Task item:
Search the data for the string "tram" and copy each line in which it appears.

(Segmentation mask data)
++++++++++

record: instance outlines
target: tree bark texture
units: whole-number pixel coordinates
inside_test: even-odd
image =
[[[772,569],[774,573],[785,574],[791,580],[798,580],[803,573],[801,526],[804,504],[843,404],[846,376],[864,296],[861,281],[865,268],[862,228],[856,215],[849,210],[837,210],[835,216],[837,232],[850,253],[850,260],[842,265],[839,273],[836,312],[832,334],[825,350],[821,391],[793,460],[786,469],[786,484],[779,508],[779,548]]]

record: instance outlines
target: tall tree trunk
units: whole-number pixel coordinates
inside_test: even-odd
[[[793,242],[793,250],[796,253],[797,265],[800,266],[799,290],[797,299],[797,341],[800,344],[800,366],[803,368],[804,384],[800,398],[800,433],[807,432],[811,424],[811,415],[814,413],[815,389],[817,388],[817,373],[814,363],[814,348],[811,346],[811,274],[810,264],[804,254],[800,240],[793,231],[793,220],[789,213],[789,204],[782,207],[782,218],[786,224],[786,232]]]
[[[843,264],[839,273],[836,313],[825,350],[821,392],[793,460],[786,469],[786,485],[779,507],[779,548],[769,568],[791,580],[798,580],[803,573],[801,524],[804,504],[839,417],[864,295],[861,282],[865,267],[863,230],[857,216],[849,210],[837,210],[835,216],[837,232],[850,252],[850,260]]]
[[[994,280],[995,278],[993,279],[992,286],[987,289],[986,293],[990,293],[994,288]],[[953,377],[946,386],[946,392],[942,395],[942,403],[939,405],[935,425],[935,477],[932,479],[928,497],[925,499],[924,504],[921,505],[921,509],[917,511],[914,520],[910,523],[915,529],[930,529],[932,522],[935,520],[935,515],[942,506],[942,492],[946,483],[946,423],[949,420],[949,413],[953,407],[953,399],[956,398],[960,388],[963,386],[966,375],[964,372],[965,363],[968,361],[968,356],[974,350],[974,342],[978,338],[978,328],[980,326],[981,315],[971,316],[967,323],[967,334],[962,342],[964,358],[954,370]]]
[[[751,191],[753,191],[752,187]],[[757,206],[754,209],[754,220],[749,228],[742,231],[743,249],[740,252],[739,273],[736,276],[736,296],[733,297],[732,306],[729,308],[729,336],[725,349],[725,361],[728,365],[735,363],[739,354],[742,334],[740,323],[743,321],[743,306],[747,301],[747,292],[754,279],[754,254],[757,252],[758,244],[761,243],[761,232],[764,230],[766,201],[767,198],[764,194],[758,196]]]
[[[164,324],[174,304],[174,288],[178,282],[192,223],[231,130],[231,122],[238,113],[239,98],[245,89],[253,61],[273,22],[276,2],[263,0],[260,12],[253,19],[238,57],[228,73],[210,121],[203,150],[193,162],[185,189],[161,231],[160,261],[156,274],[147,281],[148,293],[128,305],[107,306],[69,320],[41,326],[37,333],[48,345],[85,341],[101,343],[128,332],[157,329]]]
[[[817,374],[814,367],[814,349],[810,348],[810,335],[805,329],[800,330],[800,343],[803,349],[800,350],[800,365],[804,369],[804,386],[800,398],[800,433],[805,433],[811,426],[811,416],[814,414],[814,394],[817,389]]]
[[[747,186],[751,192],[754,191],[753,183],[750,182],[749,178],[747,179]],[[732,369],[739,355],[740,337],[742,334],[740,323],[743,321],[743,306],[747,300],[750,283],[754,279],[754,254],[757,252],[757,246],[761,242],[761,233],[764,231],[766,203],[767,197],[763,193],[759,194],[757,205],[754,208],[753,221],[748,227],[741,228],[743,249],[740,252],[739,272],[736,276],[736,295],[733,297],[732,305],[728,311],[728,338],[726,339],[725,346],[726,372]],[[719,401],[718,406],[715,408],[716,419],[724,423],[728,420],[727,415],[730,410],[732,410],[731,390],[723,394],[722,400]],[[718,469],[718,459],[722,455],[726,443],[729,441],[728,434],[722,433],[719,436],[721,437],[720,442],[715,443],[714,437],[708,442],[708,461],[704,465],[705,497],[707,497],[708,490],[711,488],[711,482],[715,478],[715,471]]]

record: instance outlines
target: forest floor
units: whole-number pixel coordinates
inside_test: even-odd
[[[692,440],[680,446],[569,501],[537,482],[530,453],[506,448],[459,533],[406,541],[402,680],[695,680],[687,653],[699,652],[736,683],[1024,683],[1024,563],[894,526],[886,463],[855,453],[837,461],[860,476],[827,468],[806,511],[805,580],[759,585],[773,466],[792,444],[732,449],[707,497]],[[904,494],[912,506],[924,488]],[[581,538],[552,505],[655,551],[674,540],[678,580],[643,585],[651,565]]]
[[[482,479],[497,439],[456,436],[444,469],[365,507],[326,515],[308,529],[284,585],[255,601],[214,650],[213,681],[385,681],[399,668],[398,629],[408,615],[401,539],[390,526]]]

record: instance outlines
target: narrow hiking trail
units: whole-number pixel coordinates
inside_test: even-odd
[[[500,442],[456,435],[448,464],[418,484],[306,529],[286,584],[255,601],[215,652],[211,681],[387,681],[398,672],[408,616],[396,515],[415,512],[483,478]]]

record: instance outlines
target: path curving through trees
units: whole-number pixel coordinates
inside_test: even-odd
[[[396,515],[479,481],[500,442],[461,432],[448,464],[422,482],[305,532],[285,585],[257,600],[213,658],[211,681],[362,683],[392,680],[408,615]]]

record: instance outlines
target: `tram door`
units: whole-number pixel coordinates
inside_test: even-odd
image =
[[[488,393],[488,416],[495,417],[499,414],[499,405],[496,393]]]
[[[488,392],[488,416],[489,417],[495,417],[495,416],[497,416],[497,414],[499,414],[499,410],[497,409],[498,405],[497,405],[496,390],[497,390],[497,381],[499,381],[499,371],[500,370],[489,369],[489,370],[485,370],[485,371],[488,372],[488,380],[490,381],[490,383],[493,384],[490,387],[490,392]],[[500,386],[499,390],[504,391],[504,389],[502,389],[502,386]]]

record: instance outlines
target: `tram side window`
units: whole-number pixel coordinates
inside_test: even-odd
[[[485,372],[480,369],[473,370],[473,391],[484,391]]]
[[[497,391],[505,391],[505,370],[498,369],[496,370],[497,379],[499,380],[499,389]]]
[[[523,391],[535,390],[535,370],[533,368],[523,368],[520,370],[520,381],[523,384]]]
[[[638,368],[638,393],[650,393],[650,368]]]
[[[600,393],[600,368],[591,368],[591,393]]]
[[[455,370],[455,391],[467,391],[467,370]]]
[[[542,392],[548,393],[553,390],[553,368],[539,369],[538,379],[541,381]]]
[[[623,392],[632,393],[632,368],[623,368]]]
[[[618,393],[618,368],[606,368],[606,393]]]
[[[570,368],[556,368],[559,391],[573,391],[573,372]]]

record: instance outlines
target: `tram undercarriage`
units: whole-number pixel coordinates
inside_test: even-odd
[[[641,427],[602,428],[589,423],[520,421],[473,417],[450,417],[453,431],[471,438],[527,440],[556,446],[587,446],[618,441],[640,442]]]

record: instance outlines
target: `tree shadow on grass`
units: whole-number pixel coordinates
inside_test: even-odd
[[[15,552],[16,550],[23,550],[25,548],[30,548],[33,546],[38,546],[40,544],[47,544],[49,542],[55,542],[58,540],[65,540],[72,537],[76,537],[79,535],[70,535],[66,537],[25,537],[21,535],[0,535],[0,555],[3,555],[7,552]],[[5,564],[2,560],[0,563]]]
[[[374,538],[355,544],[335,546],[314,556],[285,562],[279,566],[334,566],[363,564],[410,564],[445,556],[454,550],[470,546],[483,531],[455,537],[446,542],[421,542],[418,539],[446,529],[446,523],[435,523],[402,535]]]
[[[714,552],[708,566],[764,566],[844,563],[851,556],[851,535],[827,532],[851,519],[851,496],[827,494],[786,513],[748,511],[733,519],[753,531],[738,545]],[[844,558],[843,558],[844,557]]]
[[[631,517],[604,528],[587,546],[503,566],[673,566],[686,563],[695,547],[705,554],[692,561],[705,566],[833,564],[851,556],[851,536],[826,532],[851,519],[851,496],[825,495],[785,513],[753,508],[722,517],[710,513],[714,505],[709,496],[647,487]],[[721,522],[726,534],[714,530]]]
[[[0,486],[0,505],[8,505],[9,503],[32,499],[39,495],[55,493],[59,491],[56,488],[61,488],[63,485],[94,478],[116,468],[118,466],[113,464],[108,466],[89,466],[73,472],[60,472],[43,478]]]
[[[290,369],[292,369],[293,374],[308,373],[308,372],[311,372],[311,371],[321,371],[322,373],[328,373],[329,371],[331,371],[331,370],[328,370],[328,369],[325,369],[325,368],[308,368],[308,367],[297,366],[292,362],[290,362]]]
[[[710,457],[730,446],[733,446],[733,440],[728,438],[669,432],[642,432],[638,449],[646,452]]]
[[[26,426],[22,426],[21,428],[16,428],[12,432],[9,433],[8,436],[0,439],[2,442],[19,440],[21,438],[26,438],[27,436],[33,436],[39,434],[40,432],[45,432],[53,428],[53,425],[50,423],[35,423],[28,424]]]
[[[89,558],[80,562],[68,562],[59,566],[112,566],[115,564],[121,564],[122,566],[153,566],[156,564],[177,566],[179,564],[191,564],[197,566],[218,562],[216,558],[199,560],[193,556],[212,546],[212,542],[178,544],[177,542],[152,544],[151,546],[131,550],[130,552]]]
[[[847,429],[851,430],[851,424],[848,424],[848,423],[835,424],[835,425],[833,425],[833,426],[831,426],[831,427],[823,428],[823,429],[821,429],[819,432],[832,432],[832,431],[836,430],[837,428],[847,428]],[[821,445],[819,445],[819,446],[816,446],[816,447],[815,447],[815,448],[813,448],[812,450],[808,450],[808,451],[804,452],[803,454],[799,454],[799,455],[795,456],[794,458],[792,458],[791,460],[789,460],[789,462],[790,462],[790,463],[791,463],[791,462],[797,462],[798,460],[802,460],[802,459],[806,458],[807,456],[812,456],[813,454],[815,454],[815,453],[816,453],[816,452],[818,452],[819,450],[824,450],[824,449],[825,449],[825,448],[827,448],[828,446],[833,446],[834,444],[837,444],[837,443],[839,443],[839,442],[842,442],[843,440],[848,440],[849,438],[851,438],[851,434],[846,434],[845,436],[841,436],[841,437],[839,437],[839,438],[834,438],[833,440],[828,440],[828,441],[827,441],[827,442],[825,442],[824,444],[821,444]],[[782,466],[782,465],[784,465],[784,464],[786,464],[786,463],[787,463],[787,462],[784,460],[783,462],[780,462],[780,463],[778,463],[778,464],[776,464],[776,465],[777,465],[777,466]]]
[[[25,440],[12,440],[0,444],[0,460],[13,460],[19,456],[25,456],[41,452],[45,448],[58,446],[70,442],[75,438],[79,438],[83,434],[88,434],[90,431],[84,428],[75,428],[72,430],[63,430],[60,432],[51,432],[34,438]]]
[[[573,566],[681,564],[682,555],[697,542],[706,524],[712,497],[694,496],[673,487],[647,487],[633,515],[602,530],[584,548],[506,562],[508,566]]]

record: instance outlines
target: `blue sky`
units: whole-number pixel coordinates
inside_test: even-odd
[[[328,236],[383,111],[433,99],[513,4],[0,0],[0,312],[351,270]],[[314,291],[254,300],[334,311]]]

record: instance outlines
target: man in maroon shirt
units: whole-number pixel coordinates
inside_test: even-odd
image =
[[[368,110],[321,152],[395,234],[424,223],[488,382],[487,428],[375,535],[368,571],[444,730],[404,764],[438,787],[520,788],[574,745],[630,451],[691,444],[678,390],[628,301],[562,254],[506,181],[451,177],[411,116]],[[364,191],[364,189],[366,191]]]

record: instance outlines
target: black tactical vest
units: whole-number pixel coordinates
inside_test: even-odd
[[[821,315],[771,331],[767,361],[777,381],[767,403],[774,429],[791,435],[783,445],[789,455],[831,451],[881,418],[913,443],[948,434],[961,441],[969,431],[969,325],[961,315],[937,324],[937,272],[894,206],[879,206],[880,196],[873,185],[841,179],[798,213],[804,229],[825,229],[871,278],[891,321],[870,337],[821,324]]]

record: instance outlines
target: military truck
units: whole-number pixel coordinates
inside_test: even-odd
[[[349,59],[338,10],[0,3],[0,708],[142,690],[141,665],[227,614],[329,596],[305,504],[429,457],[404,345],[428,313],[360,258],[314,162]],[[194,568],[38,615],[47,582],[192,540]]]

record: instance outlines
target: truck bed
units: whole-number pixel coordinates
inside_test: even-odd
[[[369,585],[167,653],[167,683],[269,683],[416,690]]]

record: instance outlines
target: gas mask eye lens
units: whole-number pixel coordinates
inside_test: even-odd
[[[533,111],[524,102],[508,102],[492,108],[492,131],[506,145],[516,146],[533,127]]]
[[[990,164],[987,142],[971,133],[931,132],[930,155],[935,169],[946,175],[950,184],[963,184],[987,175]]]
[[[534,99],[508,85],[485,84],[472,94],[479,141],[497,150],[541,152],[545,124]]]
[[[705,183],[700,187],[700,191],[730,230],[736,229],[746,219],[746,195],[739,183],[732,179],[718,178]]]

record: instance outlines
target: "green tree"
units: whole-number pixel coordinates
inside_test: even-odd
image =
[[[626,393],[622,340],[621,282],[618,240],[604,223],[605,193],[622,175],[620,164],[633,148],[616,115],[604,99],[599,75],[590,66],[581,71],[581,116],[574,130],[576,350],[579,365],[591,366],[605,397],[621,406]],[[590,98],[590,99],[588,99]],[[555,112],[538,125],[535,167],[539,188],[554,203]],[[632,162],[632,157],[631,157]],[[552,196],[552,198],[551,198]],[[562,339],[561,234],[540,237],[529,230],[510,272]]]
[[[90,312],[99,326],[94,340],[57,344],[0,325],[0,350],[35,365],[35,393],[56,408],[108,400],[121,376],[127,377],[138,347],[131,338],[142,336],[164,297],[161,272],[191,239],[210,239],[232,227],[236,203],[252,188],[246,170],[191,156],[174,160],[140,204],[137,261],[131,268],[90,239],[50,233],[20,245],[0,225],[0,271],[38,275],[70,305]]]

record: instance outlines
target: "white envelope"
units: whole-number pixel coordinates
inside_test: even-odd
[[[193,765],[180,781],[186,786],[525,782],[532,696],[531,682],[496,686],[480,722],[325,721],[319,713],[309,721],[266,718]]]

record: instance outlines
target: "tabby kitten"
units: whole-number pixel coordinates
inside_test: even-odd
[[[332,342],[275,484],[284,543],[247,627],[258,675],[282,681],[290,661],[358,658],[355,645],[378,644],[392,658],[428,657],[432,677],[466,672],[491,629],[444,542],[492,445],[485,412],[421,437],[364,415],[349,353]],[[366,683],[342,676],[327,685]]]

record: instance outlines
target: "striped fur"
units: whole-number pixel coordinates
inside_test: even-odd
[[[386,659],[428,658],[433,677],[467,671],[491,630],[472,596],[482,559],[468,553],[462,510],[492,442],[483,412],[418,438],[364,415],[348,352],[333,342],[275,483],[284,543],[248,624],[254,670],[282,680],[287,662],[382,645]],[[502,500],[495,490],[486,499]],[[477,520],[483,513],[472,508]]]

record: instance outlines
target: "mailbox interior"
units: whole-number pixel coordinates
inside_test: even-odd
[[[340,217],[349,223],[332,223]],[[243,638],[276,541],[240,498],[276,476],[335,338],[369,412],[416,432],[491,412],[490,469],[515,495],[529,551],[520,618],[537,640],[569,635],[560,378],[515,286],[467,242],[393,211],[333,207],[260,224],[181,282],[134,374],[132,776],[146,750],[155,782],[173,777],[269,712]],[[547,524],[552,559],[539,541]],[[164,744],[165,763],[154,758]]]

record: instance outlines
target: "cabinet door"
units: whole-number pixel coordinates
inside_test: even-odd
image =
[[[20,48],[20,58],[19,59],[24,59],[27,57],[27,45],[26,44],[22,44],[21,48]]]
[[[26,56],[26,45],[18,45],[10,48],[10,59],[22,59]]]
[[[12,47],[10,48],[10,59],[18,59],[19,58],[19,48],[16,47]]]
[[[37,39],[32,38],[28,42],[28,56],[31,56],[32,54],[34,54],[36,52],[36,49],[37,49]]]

++++++++++

Output of the exercise:
target: `tram door`
target: `tram side window`
target: `tram undercarriage`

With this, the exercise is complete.